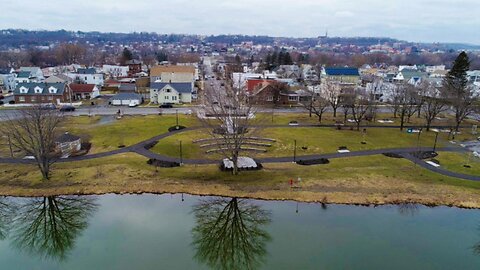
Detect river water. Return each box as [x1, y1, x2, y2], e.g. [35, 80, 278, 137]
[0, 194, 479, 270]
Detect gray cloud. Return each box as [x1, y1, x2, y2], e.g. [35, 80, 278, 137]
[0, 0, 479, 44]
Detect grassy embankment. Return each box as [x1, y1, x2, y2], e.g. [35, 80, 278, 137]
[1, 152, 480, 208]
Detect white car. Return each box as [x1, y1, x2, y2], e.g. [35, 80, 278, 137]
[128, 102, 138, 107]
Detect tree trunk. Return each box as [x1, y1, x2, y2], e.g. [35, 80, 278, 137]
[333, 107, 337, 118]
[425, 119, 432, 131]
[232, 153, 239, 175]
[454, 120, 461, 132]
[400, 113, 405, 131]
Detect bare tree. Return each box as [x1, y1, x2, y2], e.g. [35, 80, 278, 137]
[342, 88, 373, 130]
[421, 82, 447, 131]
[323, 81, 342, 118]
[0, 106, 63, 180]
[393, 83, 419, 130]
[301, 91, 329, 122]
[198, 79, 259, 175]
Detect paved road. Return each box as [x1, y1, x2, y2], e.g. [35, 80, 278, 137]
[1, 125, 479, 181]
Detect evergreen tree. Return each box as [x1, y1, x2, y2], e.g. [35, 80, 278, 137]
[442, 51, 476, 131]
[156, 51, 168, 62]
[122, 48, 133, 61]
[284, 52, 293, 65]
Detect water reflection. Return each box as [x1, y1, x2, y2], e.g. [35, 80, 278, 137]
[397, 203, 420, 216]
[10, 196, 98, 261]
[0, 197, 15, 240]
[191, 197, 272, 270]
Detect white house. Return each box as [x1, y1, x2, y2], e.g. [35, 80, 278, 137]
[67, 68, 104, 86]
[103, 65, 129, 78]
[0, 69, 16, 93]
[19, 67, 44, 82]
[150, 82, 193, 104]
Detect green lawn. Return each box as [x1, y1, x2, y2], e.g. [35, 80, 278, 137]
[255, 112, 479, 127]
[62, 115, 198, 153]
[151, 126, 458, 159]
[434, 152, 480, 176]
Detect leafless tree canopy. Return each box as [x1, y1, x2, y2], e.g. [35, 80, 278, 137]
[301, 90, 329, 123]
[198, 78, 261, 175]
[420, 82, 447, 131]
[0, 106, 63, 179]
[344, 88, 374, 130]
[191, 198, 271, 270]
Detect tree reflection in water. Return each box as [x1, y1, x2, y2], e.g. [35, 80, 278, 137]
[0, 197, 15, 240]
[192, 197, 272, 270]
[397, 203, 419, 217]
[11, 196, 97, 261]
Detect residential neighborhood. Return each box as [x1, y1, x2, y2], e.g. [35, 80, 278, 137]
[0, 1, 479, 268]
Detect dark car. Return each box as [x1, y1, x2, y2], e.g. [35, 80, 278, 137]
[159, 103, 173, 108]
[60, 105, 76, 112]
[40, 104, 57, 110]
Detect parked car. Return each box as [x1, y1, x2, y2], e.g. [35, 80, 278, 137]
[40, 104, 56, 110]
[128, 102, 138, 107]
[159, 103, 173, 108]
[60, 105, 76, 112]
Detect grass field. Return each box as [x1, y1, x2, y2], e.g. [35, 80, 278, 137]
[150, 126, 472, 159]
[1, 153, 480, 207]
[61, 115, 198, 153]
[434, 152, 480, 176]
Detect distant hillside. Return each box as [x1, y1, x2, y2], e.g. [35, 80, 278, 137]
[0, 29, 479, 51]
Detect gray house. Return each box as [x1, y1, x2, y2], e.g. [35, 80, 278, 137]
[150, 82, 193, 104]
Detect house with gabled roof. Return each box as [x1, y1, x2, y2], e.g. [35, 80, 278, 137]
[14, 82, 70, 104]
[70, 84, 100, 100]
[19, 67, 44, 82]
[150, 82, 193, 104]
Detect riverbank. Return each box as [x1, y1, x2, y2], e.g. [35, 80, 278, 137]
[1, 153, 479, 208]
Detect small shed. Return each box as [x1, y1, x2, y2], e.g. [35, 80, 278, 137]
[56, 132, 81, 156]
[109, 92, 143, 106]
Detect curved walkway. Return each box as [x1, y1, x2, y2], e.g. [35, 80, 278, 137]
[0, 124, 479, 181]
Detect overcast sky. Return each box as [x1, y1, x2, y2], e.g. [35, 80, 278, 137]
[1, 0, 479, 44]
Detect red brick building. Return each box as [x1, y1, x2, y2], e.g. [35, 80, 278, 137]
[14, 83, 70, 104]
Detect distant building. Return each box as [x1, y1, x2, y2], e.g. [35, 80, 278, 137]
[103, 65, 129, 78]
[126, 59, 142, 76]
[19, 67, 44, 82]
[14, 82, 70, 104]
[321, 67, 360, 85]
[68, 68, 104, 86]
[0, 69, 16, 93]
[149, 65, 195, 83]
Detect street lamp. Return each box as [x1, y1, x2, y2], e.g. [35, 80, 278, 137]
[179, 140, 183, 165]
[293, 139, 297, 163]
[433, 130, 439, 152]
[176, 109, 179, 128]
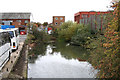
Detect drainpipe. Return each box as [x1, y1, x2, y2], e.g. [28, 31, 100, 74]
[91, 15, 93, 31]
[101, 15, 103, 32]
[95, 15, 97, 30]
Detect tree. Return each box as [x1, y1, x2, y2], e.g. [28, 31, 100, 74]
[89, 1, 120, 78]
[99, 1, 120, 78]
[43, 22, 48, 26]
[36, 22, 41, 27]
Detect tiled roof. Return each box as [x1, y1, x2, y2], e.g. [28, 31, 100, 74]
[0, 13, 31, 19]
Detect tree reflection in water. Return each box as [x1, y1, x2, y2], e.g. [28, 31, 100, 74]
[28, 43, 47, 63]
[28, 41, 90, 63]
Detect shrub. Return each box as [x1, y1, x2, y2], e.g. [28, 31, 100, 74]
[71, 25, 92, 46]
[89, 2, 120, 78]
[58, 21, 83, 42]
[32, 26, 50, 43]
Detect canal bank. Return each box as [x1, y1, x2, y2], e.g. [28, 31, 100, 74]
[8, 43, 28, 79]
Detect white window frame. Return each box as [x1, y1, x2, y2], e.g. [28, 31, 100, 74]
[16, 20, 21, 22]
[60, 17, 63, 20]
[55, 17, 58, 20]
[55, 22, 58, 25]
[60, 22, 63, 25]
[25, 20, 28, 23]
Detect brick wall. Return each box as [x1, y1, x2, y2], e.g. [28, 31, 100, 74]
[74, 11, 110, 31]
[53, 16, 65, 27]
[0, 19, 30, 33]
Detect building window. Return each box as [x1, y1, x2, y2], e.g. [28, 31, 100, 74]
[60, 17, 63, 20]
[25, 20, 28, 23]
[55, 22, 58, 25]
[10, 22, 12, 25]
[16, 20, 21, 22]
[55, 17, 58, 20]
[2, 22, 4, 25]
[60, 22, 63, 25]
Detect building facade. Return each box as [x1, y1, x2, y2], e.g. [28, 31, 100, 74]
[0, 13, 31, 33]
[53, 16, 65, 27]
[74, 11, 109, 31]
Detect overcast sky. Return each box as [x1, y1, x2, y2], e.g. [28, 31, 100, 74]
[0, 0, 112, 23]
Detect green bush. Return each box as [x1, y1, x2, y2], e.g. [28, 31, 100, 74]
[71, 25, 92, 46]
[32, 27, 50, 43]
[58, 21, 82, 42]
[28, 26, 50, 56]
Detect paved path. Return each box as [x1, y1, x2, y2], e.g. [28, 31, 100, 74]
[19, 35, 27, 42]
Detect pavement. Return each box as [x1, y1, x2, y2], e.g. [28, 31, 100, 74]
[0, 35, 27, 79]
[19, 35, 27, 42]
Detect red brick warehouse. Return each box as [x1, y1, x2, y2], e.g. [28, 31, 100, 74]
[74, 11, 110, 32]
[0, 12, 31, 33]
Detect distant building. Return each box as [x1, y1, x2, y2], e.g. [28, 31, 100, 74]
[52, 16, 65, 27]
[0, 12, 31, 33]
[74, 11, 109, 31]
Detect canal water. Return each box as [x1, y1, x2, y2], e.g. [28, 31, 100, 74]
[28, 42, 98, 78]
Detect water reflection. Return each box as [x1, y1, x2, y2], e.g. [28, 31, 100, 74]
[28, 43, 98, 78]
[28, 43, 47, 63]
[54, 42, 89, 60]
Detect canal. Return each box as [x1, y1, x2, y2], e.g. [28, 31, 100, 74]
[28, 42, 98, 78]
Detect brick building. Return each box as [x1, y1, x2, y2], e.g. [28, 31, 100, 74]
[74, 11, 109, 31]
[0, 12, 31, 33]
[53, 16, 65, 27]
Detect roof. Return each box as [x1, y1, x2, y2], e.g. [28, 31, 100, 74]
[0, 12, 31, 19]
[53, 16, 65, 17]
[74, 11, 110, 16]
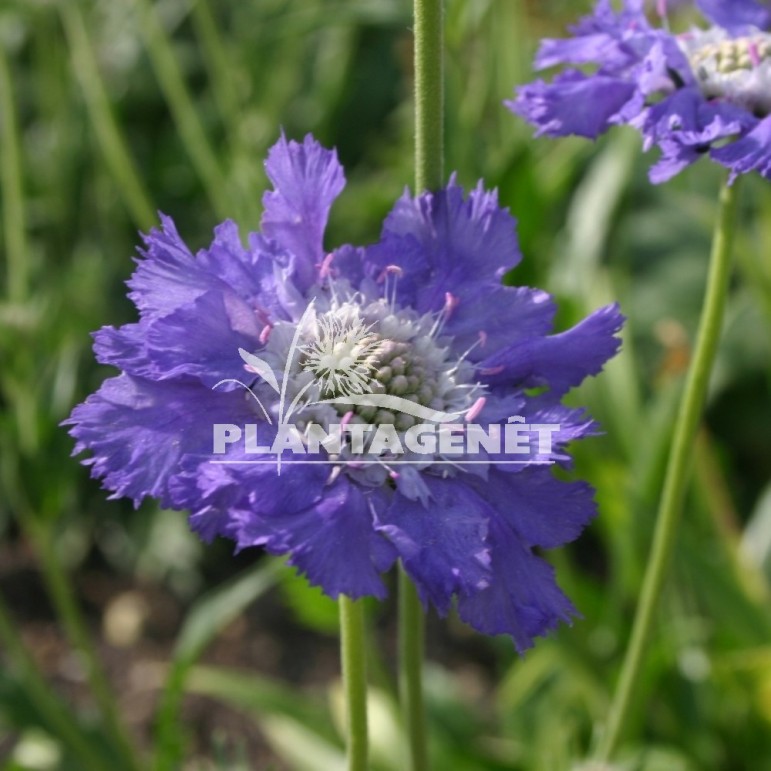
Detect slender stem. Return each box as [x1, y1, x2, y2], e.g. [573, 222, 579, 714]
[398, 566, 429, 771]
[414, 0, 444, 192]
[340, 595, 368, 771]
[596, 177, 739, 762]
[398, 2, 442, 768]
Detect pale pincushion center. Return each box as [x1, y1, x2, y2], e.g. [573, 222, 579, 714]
◇ ◇ ◇ ◇ ◇ ◇ ◇
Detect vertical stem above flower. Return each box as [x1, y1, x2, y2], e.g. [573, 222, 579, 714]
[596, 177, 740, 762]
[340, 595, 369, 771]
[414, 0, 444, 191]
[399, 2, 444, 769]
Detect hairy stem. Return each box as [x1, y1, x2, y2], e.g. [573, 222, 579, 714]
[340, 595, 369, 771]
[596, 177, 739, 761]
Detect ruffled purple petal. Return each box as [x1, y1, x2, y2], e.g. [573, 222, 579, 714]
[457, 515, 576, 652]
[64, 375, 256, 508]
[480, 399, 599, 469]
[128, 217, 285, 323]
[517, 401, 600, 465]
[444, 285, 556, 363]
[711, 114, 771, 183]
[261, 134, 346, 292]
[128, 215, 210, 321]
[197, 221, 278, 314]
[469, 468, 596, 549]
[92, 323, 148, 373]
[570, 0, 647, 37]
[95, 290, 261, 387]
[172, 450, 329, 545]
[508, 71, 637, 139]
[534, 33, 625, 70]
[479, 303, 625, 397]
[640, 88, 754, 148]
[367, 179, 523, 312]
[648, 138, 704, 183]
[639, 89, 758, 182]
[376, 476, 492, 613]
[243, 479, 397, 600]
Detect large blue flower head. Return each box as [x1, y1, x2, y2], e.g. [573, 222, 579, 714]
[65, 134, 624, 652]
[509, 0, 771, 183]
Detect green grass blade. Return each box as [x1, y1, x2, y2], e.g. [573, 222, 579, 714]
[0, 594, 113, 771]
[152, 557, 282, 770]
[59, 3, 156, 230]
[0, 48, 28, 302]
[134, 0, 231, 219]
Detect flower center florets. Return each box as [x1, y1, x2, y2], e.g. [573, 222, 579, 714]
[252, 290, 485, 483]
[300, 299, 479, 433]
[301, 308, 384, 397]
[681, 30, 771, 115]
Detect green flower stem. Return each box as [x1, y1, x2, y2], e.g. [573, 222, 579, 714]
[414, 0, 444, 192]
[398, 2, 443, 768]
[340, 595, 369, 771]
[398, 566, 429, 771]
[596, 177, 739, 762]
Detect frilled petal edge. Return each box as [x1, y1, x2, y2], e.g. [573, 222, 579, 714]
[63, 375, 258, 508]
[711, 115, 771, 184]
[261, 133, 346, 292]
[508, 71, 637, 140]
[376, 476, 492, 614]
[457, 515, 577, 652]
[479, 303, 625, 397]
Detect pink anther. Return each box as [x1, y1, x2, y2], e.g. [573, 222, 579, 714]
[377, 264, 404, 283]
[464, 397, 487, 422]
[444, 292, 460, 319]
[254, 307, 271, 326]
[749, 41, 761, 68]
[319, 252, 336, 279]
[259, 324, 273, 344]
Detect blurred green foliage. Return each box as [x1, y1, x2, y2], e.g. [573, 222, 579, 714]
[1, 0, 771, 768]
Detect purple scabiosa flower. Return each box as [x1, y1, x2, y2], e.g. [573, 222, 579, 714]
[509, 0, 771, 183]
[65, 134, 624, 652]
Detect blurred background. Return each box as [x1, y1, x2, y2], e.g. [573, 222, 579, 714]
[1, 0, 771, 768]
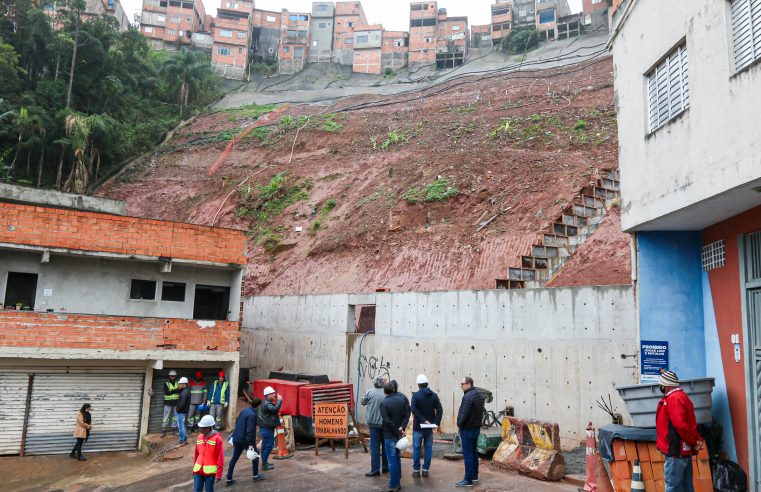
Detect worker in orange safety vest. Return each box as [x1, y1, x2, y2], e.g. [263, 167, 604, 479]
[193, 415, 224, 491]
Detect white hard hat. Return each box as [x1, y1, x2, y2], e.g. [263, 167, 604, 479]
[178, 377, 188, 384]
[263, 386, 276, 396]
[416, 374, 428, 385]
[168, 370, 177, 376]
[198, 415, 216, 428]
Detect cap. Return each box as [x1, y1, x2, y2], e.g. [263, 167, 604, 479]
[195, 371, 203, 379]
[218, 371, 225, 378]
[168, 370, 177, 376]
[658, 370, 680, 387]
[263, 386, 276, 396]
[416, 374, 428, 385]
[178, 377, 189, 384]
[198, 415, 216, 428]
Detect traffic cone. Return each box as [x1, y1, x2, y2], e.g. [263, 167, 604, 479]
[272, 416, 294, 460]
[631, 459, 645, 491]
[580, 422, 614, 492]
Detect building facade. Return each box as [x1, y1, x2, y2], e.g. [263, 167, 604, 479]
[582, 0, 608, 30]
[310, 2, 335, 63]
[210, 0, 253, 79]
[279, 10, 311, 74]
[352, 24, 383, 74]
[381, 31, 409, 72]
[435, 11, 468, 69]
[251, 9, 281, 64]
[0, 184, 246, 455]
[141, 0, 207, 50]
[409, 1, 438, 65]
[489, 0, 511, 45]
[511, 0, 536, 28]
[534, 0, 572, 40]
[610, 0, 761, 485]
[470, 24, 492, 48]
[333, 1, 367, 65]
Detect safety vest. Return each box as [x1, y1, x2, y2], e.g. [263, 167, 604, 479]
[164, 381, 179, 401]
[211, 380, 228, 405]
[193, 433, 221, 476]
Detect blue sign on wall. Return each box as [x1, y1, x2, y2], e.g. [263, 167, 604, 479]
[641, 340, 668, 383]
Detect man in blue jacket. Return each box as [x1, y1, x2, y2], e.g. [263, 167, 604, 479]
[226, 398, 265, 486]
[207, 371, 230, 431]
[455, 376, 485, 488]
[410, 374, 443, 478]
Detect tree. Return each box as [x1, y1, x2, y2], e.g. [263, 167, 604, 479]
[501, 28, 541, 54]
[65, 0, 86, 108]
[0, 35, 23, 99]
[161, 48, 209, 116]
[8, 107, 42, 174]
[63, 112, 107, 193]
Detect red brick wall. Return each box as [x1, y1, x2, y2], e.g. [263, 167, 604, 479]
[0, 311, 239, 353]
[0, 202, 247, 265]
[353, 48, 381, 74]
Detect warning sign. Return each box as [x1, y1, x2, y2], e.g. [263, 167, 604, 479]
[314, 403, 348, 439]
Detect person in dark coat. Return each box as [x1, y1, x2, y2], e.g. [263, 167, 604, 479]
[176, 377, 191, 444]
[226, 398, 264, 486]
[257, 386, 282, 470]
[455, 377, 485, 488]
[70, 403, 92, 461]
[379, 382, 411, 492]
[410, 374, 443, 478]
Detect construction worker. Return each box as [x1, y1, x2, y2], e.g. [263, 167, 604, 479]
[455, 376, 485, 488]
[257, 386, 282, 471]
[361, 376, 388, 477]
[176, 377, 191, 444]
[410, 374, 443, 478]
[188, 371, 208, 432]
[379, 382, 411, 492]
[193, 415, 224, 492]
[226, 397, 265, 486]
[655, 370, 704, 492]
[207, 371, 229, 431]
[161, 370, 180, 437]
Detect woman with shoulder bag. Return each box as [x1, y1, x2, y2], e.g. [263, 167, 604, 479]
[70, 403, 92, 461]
◇ ◇ ◇ ◇ ◇ ◇ ◇
Try it >> Print nothing but the lines above starting with the line that contains "Detect red brick warehouse." and going on through the line that contains "Detect pale pincushion". Leave out the pictures.

Response to this task >>
Detect red brick warehouse. Return each box as [x1, y1, x2, y2], e.g. [28, 31, 100, 74]
[74, 11, 110, 32]
[0, 12, 31, 33]
Detect distant building. Return each box as [x1, y1, x2, y2], e.g. [28, 31, 100, 74]
[52, 16, 65, 27]
[0, 12, 31, 33]
[74, 11, 109, 31]
Detect canal water. Return each box as [x1, y1, x2, y2], e.g. [28, 31, 100, 74]
[28, 42, 98, 78]
Detect water reflection. Return each box as [x1, y1, x2, y2], e.g. [28, 31, 100, 74]
[28, 43, 98, 78]
[28, 43, 47, 63]
[54, 42, 89, 60]
Detect canal. Return each box as [x1, y1, x2, y2], e.g. [28, 31, 100, 74]
[28, 42, 98, 78]
Detect brick building. Return each box as [x1, y1, x2, y2], e.g. [28, 31, 100, 74]
[74, 11, 109, 31]
[0, 12, 31, 33]
[53, 16, 65, 27]
Detect roof. Return each box as [x1, y1, x2, y2], e.g. [28, 31, 100, 74]
[0, 12, 31, 19]
[53, 16, 65, 17]
[74, 11, 110, 16]
Detect slender stem. Return each box as [x1, y1, x2, y2], e.g. [573, 222, 579, 714]
[398, 566, 429, 771]
[414, 0, 444, 192]
[340, 595, 368, 771]
[596, 177, 739, 762]
[398, 2, 442, 768]
Detect pale pincushion center. Return each box as [x1, y1, x2, y2], e.g. [573, 222, 579, 714]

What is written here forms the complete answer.